* What you need to do
The response must contain all of the entries, each one repeated exactly.

____ Dataset

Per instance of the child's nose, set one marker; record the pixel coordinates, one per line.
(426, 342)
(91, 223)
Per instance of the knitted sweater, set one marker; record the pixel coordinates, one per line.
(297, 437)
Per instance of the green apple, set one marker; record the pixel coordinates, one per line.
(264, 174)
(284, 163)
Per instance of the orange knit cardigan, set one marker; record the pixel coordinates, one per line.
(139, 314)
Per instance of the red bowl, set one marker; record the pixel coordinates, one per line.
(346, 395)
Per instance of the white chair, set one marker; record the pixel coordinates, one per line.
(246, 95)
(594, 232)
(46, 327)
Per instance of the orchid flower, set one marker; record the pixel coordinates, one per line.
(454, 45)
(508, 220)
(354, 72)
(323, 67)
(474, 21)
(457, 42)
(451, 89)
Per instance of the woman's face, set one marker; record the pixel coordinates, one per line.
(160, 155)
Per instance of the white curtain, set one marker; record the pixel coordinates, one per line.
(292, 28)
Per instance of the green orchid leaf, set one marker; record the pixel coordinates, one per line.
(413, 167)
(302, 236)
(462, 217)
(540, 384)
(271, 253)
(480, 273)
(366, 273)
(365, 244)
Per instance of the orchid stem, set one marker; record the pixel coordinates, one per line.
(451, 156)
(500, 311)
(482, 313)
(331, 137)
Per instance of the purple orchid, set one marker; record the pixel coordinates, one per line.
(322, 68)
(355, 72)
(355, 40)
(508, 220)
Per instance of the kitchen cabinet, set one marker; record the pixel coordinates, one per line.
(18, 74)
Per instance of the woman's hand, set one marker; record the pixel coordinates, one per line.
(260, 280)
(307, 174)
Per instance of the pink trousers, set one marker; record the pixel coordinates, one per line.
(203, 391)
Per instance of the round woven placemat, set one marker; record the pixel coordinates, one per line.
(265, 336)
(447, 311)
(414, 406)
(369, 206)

________

* Response to this task
Per instance of the child's nose, set one marker; record the pixel coordinates, one per line.
(426, 342)
(91, 223)
Per instance of the knitted sweater, set one marker; record the pixel coordinates, one per line.
(297, 437)
Per instance of the green apple, set one marker; record the pixel coordinates, one per line.
(264, 174)
(284, 163)
Per instance of the orange knit cardigan, set one marker; record the pixel coordinates, one per line.
(139, 314)
Per instance of the red bowl, set one marker; record the pixel coordinates, one per line.
(346, 395)
Per instance of the white chair, set one marker; record the pixel coordinates, one per line.
(246, 95)
(594, 232)
(46, 327)
Per instance of the orchid flower, set one marker; record the pixel coordinates, one per line.
(454, 45)
(508, 220)
(354, 72)
(323, 67)
(474, 21)
(457, 42)
(451, 89)
Per instance of the woman's face, set one marker; record the pixel coordinates, one per line.
(160, 155)
Per instance of the white curtain, set one marker; record the pixel coordinates, one per line.
(292, 28)
Per instance of the green orchid leaf, set one marker; record the pixel coordinates, one per line.
(413, 167)
(302, 236)
(462, 217)
(540, 384)
(271, 253)
(480, 273)
(366, 273)
(365, 244)
Per instance of the orchid stem, set one marker; record the pixel coordinates, one per line.
(451, 156)
(500, 311)
(482, 313)
(331, 137)
Per instance of the purple orchid, set one marker; record the pixel coordinates, one per line.
(322, 68)
(355, 72)
(355, 40)
(508, 220)
Per instance of the kitchen cabinet, set one marker; record the pixel coordinates, one per line.
(18, 74)
Per instance of the woman's hand, set one marker; record the pixel coordinates, one per line.
(260, 280)
(307, 174)
Per instance of the pink trousers, set one marker; record the pixel coordinates, one per line.
(203, 391)
Per instance of the round woven placemat, set one marker; record the pixel coordinates, one per line.
(265, 336)
(447, 311)
(414, 406)
(369, 206)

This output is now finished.